Wherever the word "below" appears in a line of the records, copy that line.

------------

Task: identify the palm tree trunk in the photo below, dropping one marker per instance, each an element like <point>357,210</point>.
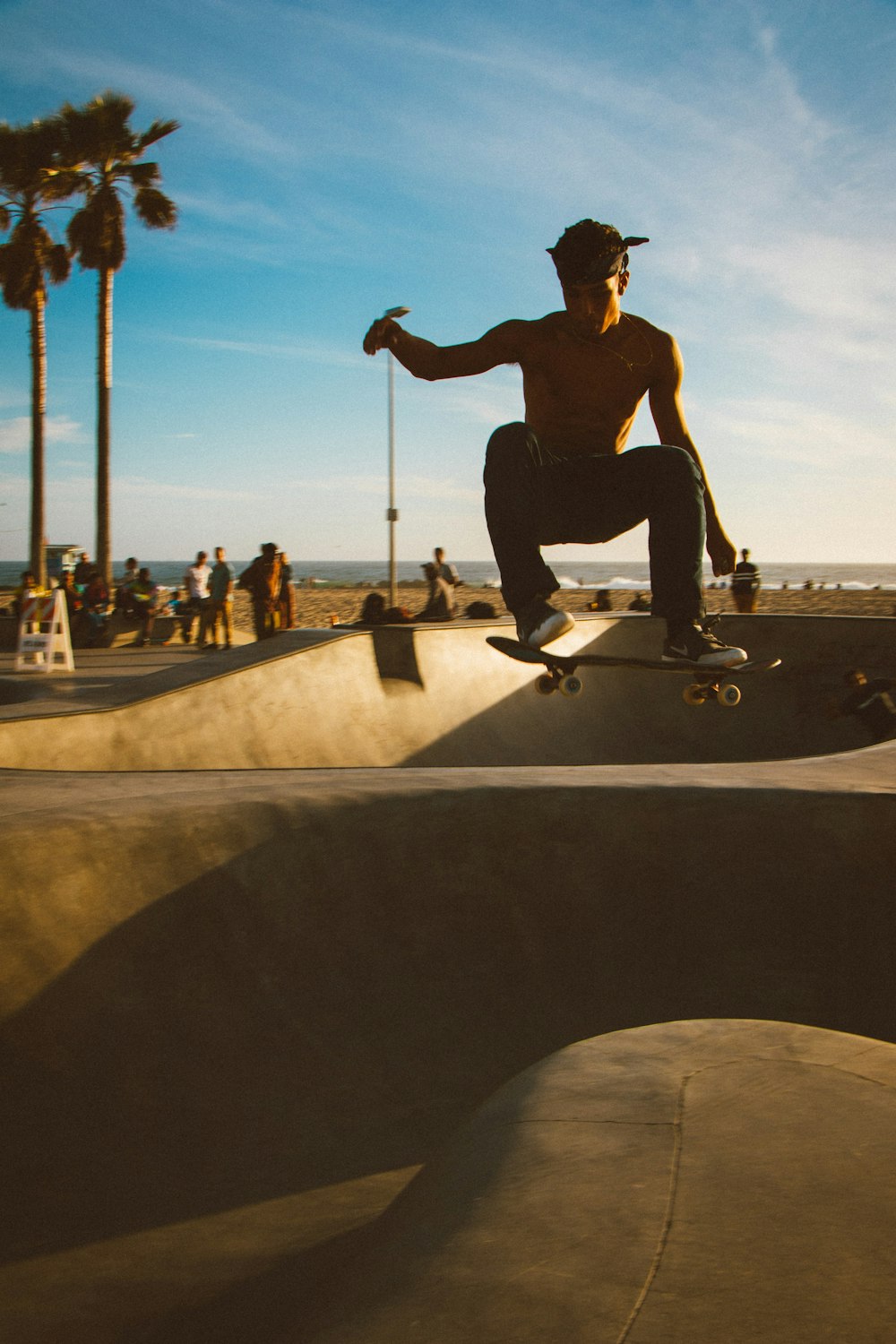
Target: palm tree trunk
<point>38,556</point>
<point>104,419</point>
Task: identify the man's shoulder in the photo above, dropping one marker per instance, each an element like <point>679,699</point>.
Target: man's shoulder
<point>656,335</point>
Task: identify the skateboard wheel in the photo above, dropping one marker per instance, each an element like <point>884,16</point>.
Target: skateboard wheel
<point>571,685</point>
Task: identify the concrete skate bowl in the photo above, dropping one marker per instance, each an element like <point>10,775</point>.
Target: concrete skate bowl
<point>242,1007</point>
<point>441,696</point>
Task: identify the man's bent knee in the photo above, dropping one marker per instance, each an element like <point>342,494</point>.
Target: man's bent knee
<point>509,444</point>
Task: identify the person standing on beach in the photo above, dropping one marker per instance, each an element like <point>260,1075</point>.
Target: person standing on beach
<point>444,569</point>
<point>562,475</point>
<point>220,588</point>
<point>745,583</point>
<point>263,581</point>
<point>198,599</point>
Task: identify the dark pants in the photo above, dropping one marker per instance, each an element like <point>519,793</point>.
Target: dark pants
<point>535,499</point>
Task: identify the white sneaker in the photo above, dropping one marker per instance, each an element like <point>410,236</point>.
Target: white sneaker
<point>538,624</point>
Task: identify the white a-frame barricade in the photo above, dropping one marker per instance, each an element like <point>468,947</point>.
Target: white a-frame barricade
<point>45,640</point>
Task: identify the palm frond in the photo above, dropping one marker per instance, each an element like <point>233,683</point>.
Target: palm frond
<point>155,209</point>
<point>156,132</point>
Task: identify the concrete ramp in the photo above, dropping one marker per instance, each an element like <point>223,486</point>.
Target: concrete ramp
<point>239,1008</point>
<point>694,1182</point>
<point>441,696</point>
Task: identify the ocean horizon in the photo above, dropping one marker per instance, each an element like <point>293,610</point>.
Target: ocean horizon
<point>571,574</point>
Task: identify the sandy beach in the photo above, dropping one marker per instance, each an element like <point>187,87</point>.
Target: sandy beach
<point>319,607</point>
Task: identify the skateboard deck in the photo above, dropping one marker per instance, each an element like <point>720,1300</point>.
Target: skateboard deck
<point>705,683</point>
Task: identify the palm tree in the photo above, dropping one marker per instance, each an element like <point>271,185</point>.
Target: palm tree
<point>29,185</point>
<point>105,153</point>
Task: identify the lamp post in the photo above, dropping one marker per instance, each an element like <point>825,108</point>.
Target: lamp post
<point>392,513</point>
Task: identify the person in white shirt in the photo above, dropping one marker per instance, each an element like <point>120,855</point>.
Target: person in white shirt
<point>198,599</point>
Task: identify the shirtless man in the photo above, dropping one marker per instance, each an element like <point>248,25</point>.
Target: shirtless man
<point>562,476</point>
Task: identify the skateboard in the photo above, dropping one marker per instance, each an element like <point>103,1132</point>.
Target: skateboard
<point>705,683</point>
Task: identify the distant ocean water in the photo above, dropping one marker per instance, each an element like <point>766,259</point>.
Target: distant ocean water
<point>610,574</point>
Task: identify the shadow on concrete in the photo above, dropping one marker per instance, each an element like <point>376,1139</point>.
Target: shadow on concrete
<point>333,1000</point>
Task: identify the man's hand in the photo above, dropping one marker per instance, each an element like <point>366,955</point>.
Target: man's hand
<point>381,335</point>
<point>721,550</point>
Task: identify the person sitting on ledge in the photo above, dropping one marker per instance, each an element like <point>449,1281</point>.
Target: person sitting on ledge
<point>562,475</point>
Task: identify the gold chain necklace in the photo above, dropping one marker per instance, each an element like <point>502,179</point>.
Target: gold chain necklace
<point>607,349</point>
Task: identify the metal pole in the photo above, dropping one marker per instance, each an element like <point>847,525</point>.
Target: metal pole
<point>392,513</point>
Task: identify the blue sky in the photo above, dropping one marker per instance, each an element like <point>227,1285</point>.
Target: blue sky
<point>336,160</point>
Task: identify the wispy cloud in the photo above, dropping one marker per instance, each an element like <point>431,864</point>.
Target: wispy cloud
<point>790,432</point>
<point>15,435</point>
<point>148,488</point>
<point>411,487</point>
<point>276,349</point>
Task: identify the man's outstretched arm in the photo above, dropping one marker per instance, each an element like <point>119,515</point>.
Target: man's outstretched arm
<point>424,359</point>
<point>668,416</point>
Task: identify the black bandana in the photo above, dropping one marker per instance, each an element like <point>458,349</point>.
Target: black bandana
<point>590,252</point>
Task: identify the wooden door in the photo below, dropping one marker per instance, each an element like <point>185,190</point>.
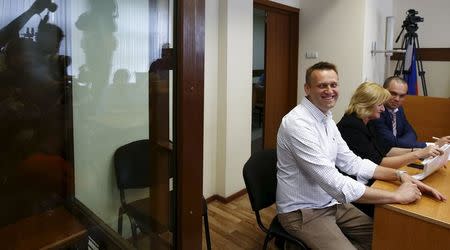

------------

■ **Task output**
Task: identify the palm tree trunk in the photo below, dropping one marker per instance, each an element like <point>357,210</point>.
Task: identify the wooden door in the photo below, dropping one marker per instance, each an element like <point>185,190</point>.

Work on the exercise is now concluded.